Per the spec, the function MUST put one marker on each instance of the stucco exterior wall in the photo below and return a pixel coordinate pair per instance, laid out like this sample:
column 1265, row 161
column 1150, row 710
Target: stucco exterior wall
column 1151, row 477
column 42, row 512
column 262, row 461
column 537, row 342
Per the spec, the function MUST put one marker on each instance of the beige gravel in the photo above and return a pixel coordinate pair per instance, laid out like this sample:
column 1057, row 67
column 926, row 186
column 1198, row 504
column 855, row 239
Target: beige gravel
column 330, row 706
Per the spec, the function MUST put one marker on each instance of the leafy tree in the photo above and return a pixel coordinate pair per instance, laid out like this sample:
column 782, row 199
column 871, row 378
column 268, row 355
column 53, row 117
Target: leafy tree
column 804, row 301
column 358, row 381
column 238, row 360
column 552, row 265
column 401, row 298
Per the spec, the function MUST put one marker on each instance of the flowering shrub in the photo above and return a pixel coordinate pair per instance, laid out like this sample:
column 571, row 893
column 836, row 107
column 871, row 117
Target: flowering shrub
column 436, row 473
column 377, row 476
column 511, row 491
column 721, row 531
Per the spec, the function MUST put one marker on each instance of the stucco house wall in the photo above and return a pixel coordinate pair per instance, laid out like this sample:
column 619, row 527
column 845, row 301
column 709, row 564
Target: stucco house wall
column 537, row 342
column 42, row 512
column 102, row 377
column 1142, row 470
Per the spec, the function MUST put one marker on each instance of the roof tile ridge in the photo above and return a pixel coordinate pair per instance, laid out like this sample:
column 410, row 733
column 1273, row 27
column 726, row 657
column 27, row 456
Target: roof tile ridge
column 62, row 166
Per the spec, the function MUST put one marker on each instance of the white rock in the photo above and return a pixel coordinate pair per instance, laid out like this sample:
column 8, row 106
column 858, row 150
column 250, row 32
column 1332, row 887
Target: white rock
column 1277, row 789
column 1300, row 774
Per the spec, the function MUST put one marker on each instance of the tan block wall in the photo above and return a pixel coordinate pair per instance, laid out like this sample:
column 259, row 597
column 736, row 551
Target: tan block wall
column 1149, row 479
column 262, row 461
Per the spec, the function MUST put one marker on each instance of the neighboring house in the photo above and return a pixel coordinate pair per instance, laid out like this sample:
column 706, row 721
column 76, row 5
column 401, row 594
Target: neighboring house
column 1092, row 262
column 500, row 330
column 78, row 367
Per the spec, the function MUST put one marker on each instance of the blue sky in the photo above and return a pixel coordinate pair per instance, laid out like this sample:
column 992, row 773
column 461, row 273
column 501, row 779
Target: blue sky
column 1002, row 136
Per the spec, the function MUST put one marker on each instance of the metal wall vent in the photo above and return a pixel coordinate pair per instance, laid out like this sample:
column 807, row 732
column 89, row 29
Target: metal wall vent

====

### WHAT THE TASK REQUIRES
Restate the records from above exactly as they read.

### REPLY
Per the spec, the function MUST put one marker on each instance of the stucco exterior wall in the photo below and return a pixel coordinate pair per instance, laid out like this sample:
column 1265, row 161
column 1150, row 710
Target: stucco exterior wall
column 1151, row 477
column 42, row 512
column 262, row 461
column 537, row 342
Per the spec, the function MUST put one marker on each instance of the beige gravel in the photo above and return a pixel coordinate pair per instance, laid out like this sample:
column 1057, row 67
column 926, row 186
column 1198, row 504
column 855, row 239
Target: beige gravel
column 330, row 706
Per the spec, the function MUST put one marker on each instance of the leafy tree in the photo above and return a pixel coordinate pair per instance, laid out like this sample:
column 782, row 199
column 871, row 378
column 268, row 355
column 53, row 117
Target: leafy tree
column 804, row 301
column 358, row 381
column 238, row 360
column 552, row 265
column 401, row 298
Per the spec, the function MUST put one marker on each instance of the flowering shrub in the photo above and return a pixel coordinate pair per instance, laid out like this sample:
column 571, row 893
column 836, row 107
column 871, row 117
Target: flowering shrub
column 436, row 473
column 377, row 476
column 511, row 491
column 721, row 531
Per the spec, the function MUST put one marker on each instance of the stucco house wall in the photo above and return a pixel coordinate pair per instance, laid out like this sample:
column 619, row 527
column 845, row 301
column 709, row 564
Target: stucco house wall
column 537, row 342
column 42, row 512
column 102, row 377
column 1142, row 470
Per the spec, the function MUST put one marker on each instance of the roof tile ridge in the photo above and return a pixel coordinate pair per instance, laid out like this sample:
column 410, row 733
column 1273, row 27
column 726, row 657
column 27, row 456
Target: roof tile ridge
column 62, row 166
Per the spec, the function MUST put one marker on each instance of the white rock in the photo above and return a pixel coordinate pair per instance, laid out like this sample:
column 8, row 106
column 858, row 150
column 250, row 32
column 1332, row 887
Target: white rock
column 1277, row 789
column 1300, row 774
Per the spec, the function MUST put one marker on each instance of the tan block wall in the photo above and return a pixel coordinate pair per instance, laid out like this sample:
column 259, row 597
column 736, row 551
Target: tan block wall
column 1149, row 479
column 262, row 461
Per the spec, the function MUST put one marker on each instance of the neighboring house in the photo above and return a pixel coordinate pair per instance, laid out like this sample:
column 706, row 721
column 76, row 5
column 401, row 594
Target: neighboring house
column 1092, row 262
column 500, row 330
column 78, row 367
Per the spec, the function MUST put one marker on each instance of the blue sky in the photo above and return a pixel coordinate pair per instance, laid out like this sample:
column 992, row 773
column 461, row 273
column 501, row 779
Target: blue sky
column 1002, row 136
Per the spec, the function MUST put one marker on each instance of the metal wall vent in the photo above and return a pixel coordinate pair per instance, laid out like this sample:
column 807, row 732
column 89, row 29
Target: metal wall vent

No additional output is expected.